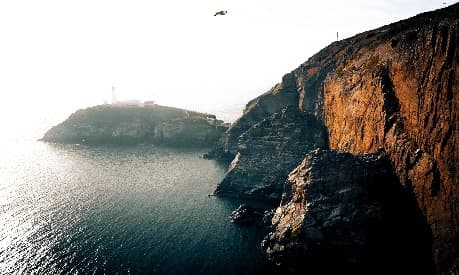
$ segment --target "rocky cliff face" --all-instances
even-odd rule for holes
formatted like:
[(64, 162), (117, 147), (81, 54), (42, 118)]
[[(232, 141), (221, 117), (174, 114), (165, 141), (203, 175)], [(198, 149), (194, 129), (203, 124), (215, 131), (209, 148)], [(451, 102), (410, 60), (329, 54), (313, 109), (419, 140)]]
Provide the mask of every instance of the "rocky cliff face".
[(237, 156), (215, 194), (277, 200), (288, 173), (308, 151), (324, 148), (325, 140), (314, 116), (285, 107), (239, 136)]
[(45, 133), (57, 143), (210, 147), (227, 129), (215, 116), (165, 106), (96, 106), (79, 110)]
[(430, 229), (384, 153), (312, 151), (288, 176), (272, 222), (263, 248), (294, 271), (433, 271)]
[[(286, 146), (289, 154), (305, 154), (315, 146), (355, 156), (383, 151), (398, 184), (430, 227), (436, 270), (459, 268), (458, 15), (455, 4), (335, 42), (284, 76), (281, 84), (252, 100), (226, 132), (217, 152), (237, 154), (238, 160), (217, 191), (257, 197), (254, 187), (280, 190), (280, 179), (299, 157), (283, 158), (285, 148), (251, 132), (284, 107), (293, 107), (303, 116), (299, 120), (319, 125), (312, 132), (327, 134), (295, 136), (295, 131), (308, 131), (307, 123), (279, 118), (271, 129), (263, 127), (264, 135), (302, 139), (295, 141), (300, 146)], [(289, 126), (279, 131), (276, 125)], [(268, 154), (244, 151), (247, 144), (272, 152), (266, 166), (260, 163)], [(301, 188), (294, 192), (299, 193), (286, 196), (302, 196)], [(267, 193), (280, 198), (279, 192)], [(274, 232), (282, 230), (277, 226)]]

- [WORK TASK]:
Print the lines above from the one with "even-odd rule for holes" through the one with "109), (419, 140)]]", both included, exactly as written and nothing more.

- [ANSWER BELOW]:
even-odd rule for holes
formatted like:
[(64, 162), (117, 147), (81, 54), (42, 118)]
[[(232, 141), (221, 117), (174, 114), (165, 141), (203, 175)], [(198, 149), (194, 129), (203, 124), (215, 131), (209, 148)], [(451, 102), (410, 60), (329, 54), (313, 109), (419, 140)]]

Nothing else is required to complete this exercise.